→ **WORK INSTRUCTION**
Copy exactly the lines of the material below that run from the one containing "of the utility" through the one containing "Target: dark roof". Copy no other lines.

BEGIN

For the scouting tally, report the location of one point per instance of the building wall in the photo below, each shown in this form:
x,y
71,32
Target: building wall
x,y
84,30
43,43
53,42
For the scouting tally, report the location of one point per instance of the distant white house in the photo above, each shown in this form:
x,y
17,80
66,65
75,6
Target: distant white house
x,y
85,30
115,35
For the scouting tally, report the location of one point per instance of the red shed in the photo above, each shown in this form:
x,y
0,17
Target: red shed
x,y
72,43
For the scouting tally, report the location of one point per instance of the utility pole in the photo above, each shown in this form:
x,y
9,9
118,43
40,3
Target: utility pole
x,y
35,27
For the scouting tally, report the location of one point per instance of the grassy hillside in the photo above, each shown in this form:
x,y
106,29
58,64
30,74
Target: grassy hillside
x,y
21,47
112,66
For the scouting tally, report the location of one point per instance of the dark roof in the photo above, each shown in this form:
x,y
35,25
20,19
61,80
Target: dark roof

END
BEGIN

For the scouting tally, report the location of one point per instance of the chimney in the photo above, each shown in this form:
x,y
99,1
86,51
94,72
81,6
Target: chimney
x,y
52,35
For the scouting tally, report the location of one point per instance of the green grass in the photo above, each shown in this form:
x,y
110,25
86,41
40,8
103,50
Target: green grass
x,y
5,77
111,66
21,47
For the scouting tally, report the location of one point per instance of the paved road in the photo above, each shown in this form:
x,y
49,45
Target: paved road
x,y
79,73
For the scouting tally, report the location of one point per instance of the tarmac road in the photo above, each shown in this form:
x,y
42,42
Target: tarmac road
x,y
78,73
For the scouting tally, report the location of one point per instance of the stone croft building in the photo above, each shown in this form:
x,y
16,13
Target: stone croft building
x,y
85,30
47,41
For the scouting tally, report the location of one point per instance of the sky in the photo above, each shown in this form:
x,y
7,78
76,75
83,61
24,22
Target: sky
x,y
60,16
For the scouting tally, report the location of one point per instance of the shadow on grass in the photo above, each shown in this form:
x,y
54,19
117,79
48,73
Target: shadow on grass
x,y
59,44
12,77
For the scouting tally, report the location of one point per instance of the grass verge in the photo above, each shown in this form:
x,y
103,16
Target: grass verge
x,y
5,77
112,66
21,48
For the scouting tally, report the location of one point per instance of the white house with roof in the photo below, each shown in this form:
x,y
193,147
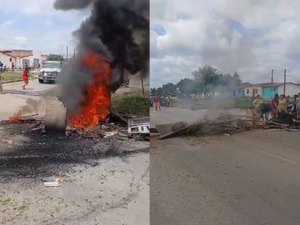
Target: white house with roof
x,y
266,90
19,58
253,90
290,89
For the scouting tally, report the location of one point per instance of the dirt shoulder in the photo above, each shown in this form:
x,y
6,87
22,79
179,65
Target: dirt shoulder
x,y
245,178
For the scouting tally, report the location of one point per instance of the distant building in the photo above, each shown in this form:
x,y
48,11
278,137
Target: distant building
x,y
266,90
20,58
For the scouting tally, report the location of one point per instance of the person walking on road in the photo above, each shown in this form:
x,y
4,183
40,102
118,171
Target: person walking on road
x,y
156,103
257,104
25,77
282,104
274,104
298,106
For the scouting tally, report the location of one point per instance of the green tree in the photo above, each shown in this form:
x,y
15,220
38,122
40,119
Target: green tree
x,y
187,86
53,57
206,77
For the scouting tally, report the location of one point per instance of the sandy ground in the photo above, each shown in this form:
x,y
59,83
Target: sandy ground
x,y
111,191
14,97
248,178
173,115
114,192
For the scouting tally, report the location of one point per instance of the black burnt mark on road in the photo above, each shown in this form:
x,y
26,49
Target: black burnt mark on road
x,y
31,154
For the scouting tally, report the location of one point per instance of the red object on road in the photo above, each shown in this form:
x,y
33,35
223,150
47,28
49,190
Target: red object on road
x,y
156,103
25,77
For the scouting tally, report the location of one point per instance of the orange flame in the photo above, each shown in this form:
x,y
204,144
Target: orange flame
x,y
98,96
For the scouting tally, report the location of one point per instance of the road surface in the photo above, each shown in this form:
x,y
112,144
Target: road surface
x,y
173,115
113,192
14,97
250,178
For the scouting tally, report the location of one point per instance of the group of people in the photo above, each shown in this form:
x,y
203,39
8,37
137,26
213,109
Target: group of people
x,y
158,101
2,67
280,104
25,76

END

→ **ANSWER TO THIS EXERCISE**
For the scouting tally, report the location of one point per instance of the utility pole in the photo above, each shown in this form:
x,y
9,9
118,43
40,3
Target: utility pole
x,y
35,27
For the scouting tally, report the location of one point per instance of the grassy hillside in the photo above, each shown in this form:
x,y
106,29
58,64
30,74
Target: grassy hillside
x,y
21,47
112,66
For the scouting tally, report the location of one point per instance of the dark roof in the photo above, each shown in this form:
x,y
35,25
20,19
61,80
Target: dark roof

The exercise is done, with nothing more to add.